[Stored dataset items]

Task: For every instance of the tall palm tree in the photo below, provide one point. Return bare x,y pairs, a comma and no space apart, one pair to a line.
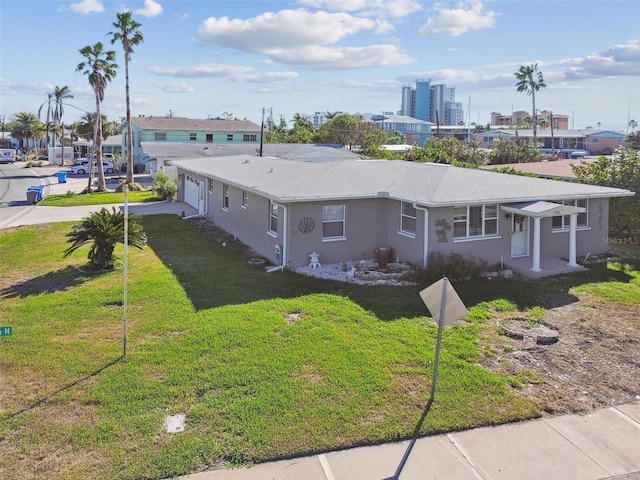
530,80
60,94
49,112
100,67
25,127
127,32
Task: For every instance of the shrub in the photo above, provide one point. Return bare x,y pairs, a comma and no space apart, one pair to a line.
164,186
455,267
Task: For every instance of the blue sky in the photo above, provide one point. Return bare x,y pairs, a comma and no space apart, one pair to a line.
203,58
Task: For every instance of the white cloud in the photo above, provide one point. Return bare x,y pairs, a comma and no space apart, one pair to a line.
175,87
342,58
85,7
284,29
8,87
232,72
151,9
469,15
613,61
377,8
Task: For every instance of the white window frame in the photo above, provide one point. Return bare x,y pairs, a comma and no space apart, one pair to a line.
564,219
225,197
405,217
485,220
329,217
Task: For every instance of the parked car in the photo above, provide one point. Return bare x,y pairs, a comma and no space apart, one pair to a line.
106,157
108,167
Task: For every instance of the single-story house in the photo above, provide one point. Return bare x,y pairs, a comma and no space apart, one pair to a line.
160,154
200,132
596,142
345,209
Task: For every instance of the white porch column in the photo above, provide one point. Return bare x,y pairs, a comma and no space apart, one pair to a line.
573,223
536,245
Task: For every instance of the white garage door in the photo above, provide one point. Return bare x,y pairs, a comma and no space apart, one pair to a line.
191,188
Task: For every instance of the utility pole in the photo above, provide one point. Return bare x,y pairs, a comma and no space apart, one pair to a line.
262,131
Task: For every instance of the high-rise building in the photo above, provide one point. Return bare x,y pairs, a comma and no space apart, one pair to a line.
432,103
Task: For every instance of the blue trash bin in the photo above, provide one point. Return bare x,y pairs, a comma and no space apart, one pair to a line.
38,189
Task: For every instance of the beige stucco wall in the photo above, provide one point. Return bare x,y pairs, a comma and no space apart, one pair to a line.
373,223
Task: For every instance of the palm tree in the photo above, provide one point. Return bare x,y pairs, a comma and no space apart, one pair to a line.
530,80
25,127
105,229
100,67
60,94
127,32
49,112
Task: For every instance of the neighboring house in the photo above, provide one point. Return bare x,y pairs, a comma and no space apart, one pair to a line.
415,131
596,142
170,129
560,169
344,209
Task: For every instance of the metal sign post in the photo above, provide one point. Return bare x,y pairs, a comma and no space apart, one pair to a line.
443,302
126,267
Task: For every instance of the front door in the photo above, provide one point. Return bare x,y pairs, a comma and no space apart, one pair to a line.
519,236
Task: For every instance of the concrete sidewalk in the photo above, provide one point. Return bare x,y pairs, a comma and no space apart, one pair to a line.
35,214
604,444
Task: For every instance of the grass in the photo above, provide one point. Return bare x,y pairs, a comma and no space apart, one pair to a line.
72,199
264,366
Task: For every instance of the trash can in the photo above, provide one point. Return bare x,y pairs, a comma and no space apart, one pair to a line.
38,190
382,255
32,197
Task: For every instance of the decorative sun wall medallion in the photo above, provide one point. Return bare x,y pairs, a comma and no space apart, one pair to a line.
306,225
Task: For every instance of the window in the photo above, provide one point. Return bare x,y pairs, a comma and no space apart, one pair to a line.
561,222
225,197
273,218
408,219
333,222
475,221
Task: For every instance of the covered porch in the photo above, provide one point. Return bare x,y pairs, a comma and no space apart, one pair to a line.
532,264
548,267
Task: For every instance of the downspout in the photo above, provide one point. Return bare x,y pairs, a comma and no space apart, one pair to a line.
425,247
285,226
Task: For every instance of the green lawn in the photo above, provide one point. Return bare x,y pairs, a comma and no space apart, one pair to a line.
263,365
101,198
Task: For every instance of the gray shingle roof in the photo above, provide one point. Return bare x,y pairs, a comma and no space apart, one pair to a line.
426,184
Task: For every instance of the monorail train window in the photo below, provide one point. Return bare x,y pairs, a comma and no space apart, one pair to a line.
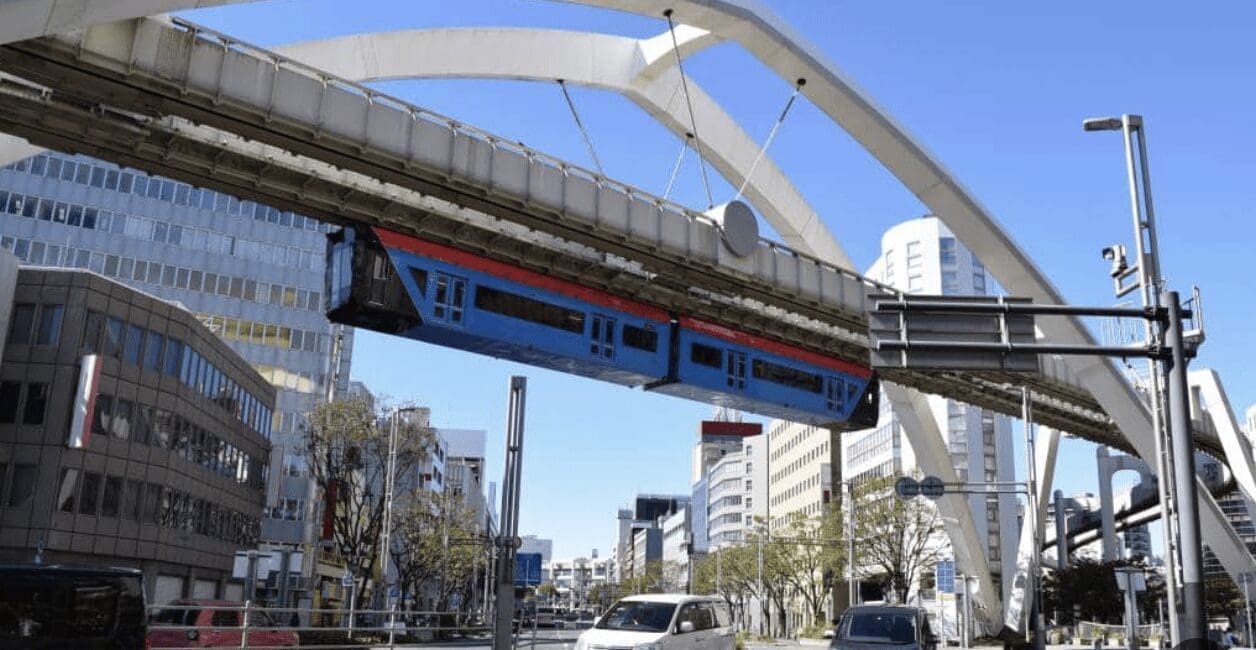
449,298
788,377
420,280
706,355
381,266
602,336
529,309
641,338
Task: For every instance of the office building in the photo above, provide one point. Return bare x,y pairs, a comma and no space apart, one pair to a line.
647,513
574,576
918,256
530,543
251,274
129,436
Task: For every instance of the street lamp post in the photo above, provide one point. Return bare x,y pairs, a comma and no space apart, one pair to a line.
1247,607
1174,484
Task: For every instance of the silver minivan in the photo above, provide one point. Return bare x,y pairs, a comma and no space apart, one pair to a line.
662,621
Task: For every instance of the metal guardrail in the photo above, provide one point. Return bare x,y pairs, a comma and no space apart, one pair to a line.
263,628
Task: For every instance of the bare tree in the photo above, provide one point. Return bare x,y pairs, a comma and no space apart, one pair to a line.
348,456
898,536
436,545
808,552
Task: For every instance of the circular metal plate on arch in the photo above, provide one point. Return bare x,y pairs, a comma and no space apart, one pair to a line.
739,227
932,487
907,487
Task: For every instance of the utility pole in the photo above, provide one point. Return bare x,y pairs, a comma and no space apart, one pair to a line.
852,579
1193,628
386,537
508,546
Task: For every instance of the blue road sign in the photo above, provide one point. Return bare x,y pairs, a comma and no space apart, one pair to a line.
528,570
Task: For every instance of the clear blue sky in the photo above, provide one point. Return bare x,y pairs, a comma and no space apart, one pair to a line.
996,90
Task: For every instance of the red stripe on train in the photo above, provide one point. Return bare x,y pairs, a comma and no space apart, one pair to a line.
427,249
769,345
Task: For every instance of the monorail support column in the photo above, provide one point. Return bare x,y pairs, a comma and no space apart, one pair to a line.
844,589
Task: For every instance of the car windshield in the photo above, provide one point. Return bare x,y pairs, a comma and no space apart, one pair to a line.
638,616
54,607
884,628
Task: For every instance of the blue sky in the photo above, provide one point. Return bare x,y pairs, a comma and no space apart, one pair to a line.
996,90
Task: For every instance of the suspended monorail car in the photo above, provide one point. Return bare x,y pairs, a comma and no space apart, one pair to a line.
413,287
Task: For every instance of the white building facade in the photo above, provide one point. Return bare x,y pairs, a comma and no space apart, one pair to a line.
923,256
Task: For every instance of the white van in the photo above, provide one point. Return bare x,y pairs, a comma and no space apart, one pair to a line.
662,621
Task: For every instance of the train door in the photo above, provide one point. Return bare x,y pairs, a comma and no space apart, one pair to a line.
602,336
450,299
735,364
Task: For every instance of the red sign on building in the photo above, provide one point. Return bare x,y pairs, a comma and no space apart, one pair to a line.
731,429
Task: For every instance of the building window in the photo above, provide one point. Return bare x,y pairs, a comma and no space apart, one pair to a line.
135,341
23,319
49,324
67,490
10,393
91,496
947,251
21,490
37,403
152,351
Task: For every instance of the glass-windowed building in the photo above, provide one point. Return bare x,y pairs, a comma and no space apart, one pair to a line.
250,272
129,436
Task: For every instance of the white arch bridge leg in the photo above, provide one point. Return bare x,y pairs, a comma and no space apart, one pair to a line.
922,431
1020,599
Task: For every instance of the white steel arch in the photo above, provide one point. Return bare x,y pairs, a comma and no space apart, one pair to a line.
639,70
781,50
642,70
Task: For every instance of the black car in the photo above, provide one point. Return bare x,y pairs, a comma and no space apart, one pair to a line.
72,606
872,626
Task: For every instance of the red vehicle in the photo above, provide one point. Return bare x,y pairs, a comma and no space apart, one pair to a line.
215,624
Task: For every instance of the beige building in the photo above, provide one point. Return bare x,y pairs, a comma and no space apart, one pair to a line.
798,468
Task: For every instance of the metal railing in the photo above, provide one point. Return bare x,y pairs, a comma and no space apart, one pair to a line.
260,628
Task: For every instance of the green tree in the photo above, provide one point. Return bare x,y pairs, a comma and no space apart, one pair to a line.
436,543
1088,589
348,457
899,537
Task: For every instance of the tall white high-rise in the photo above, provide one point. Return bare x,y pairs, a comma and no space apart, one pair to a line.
922,256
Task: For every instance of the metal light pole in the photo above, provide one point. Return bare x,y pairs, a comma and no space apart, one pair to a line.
503,636
386,537
1193,628
1034,587
1247,607
1151,284
852,581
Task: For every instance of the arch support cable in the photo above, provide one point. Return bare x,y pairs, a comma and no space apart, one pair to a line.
688,103
579,124
771,134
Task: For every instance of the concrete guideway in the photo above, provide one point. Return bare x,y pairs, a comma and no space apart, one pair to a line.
781,50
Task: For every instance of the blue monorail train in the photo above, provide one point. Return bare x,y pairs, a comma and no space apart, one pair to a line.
403,285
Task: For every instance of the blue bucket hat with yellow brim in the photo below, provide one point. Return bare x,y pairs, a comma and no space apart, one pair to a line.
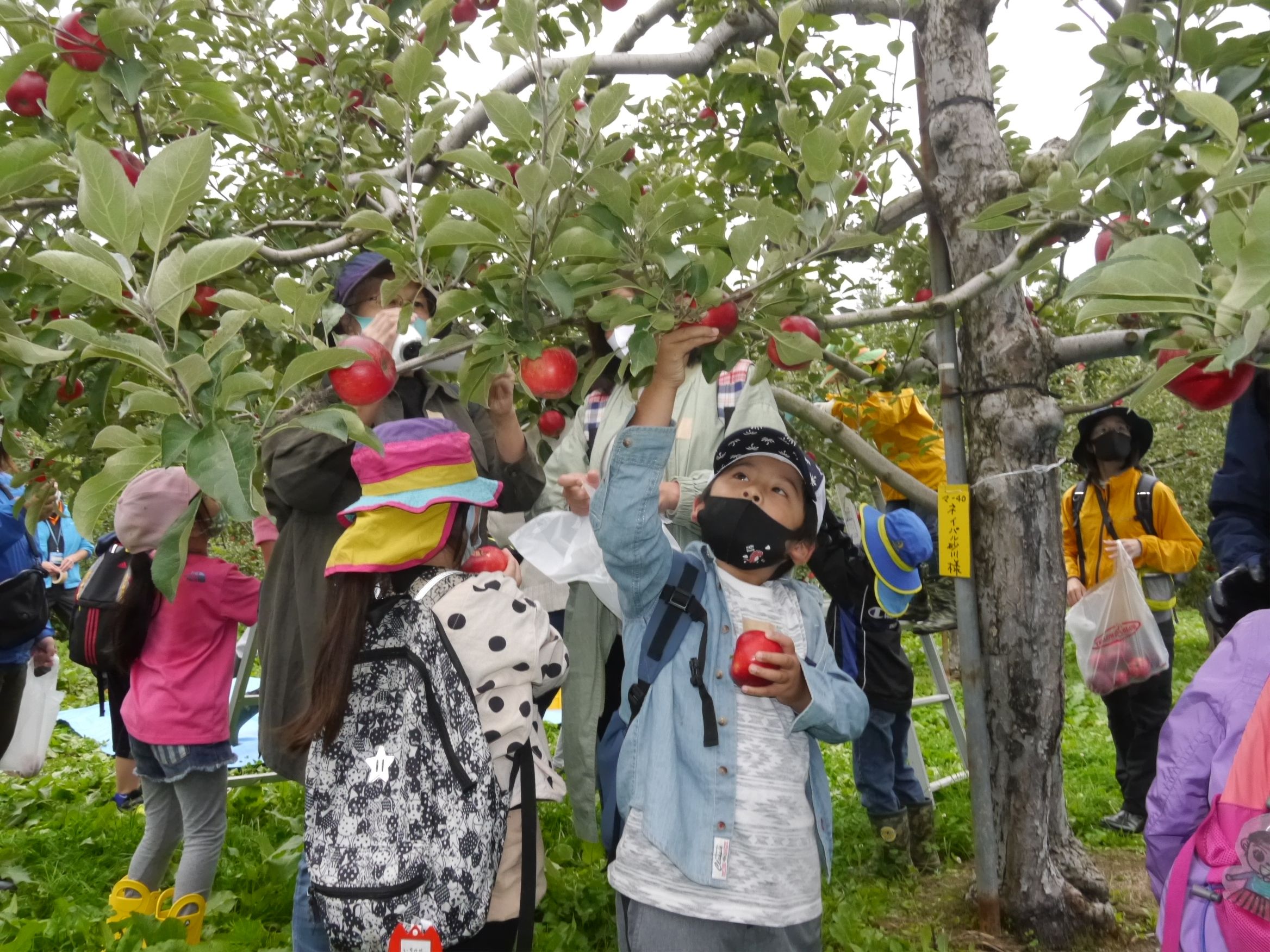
896,543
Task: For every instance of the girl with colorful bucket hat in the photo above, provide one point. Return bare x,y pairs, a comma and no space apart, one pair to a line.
413,526
179,656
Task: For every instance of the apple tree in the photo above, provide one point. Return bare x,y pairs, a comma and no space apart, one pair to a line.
192,173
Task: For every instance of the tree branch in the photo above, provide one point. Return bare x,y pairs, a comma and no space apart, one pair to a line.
961,295
856,446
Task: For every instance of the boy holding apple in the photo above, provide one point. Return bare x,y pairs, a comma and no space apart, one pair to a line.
722,787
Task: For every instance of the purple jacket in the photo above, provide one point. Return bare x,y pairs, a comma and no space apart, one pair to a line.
1197,749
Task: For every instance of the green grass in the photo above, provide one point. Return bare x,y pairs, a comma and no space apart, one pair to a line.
65,844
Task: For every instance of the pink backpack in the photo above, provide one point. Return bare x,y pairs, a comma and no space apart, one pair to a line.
1234,841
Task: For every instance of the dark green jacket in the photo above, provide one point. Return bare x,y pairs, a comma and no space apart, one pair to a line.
309,480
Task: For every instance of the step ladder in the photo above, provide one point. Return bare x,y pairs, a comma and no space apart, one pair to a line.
943,694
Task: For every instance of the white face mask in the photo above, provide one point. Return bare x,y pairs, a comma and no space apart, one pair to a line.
620,338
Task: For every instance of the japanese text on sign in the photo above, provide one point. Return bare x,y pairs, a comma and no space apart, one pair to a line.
955,531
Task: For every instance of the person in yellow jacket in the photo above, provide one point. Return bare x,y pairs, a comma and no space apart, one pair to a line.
1118,502
906,433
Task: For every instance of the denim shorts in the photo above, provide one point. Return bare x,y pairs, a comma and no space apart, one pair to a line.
168,763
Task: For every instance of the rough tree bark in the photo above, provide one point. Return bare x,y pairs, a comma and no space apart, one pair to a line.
1048,884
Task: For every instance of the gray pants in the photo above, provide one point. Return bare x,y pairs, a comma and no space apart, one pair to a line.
643,928
190,809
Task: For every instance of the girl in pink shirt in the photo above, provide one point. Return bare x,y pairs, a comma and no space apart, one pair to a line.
180,659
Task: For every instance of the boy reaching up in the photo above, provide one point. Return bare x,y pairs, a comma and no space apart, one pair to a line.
723,791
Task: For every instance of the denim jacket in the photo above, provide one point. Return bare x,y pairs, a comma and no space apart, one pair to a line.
686,791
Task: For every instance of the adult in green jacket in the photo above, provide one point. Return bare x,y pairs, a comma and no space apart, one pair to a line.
704,414
310,479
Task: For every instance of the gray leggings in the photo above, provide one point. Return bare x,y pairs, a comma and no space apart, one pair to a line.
190,809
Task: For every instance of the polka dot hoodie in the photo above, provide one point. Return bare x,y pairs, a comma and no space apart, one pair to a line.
512,655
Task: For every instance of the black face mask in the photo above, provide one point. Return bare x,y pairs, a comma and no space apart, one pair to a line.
742,535
1113,447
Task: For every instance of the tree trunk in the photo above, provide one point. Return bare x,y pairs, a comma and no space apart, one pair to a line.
1048,884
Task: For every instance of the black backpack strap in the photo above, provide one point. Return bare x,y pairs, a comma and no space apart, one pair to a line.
1143,502
1078,502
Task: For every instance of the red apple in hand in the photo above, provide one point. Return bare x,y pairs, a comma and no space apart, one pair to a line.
365,383
749,645
202,305
487,559
82,50
551,423
1204,390
69,392
551,376
133,164
27,95
795,324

■ TASK TO CARRY OUT ■
The line containing "Task: For every instance of the boy reaching" and all lines after it, through the end of the entries above, are to be returned exactly and alone.

■ RESPONSE BELOW ■
Task: For every instance of the boy reaching up in the photo above, provide one point. Return bare x,y pairs, a comma and no space apart, one pair to a line.
723,791
Task: For every instance of the denim jacket in the photo above, provide one point. Return bare x,y pairs, a comma and no space apart, one pair to a line.
686,791
Task: For every instance of the adult in green jacket in the photo above, provide one point. Return bare x,y pairs, a comma and no space apart, one pair to a line.
704,414
310,479
Task: For every instance of the gray leggings in the photo above, provide one point. Return bare x,y pairs, a comma and no space apart, one pair to a line.
190,809
Task: For every instance of the polka dot hoodie in the photo above, provide one point. Return bare x,y pairs, a comma and no space apart, one pair to a line.
512,655
Task: For every instance of the black face mask in the photo above, provide one point. Return bare x,y pairs, a comma and no space apart, one pair to a line.
742,535
1113,447
Task: For every instance of the tree trunk in the photo above, provide one point. Return bare x,y pairs, a comma and no space apart, one pair to a line.
1048,884
Task: For every instance of the black backpack strap in the photo above, provide one point. Return bare x,y pairs, a comma and no space apart, one pair to a line.
1143,502
1078,502
Task: For every instance of the red apple in hand in the photo above, provide one point. Return bare x,y pairs, a comma and no space apart, one pair to a line.
365,383
749,645
202,305
487,559
82,50
551,423
1204,390
69,392
551,376
133,164
27,95
795,324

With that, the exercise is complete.